[Source]
+++

What’s changed is not only the quality of the alphas but the romantic also-rans — i.e., the guys who never got the girl. Over the last decade or so the rise of cheap digital cinema and…whatever, the Sundance Film Festival aesthetic plus downswirling GenY-ish attitudes plus a couple of Judd Apatow-perpetrated scenarios have ushered in a politically correct notion that dweeby, dorky-looking guys or less-than-drop-dead-knockout girls (i.e., Lena Dunham being the standard-bearer) are just as acceptable in a romantic context as anyone else.


Twee-male Mark Webber (Laggies, Happy Crhistmas)

Put simply in a male context, guys who got the girl used to look like guys who got the girl…but no longer. Boiled down further, it’s become increasingly common these days for male romantic also-rans and even occasional romantic leads to fit the dreaded twee mold. The rule of twee means that any homely or marginal or bearded, overfed, gross-looking guy or girl can hook up with good-looking types and nobody bats an eyelash. Blubbery Seth Rogen married to and boinking Rose Byrne every which way in Neighbors…if you say so. Mark Duplass making sensitive-guy moves on Melissa McCarthy in Tammy…really? Anne Hathaway being sufficiently taken with Rafe Spall to move in with him in One Day…remarkable.

In my mind nothing illustrates this all-but-certified attitude more than the fact that Mark Webber, by any measure a dorky, balding, narrow-shouldered, knit-cap-wearing, carrot-haired, sensitive-dweeb beardo type who wouldn’t have been allowed with 100 feet of any hot leading lady during the ’70s or ’80s or even the ’90s, was cast as a romantic-lead opposite Anna Kendrick in Joe Swanberg‘s Happy Christmas and then as Keira Knightley‘s earnest-but-clueless fiance in Laggies.

+++

[Dataset rows]

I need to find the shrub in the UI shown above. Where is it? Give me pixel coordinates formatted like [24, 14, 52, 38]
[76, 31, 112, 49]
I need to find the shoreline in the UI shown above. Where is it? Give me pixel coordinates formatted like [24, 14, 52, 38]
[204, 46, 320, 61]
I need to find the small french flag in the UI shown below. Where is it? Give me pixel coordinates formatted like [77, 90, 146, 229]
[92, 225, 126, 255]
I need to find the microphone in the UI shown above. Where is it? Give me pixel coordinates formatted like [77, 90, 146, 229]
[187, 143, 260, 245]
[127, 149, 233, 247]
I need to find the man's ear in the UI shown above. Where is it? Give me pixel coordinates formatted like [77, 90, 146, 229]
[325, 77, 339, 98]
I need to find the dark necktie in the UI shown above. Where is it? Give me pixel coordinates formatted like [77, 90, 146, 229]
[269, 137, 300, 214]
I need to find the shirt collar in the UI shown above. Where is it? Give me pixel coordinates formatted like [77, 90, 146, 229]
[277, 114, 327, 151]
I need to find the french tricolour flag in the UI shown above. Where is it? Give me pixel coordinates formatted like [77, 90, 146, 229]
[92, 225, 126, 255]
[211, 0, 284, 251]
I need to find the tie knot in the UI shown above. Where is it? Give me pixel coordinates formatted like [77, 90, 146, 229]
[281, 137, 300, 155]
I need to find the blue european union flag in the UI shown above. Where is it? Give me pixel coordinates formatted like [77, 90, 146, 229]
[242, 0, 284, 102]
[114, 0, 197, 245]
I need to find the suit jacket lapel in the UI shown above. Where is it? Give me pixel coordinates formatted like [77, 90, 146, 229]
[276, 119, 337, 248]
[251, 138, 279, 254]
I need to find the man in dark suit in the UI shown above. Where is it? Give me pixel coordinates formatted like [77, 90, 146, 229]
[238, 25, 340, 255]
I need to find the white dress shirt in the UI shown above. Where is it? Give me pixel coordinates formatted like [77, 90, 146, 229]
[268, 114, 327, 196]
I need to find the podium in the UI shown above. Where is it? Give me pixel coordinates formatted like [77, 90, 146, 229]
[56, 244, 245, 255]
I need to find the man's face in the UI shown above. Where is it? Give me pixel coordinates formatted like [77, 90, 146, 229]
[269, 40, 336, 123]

+++

[Prompt]
Indicate whether each statement agrees with the commentary on romantic leads in film, answering yes or no and quoting the deciding words: (a) Mark Webber was cast as Keira Knightley's fiance in Laggies; (b) Anne Hathaway moves in with Rafe Spall in Tammy; (c) the change described took place over roughly the last half-century. The data has no connection to the commentary on film romance.

[Answer to the problem]
(a) Yes: "then as Keira Knightley‘s earnest-but-clueless fiance in Laggies"
(b) No: "Anne Hathaway being sufficiently taken with Rafe Spall to move in with him in One Day"
(c) No: "Over the last decade or so"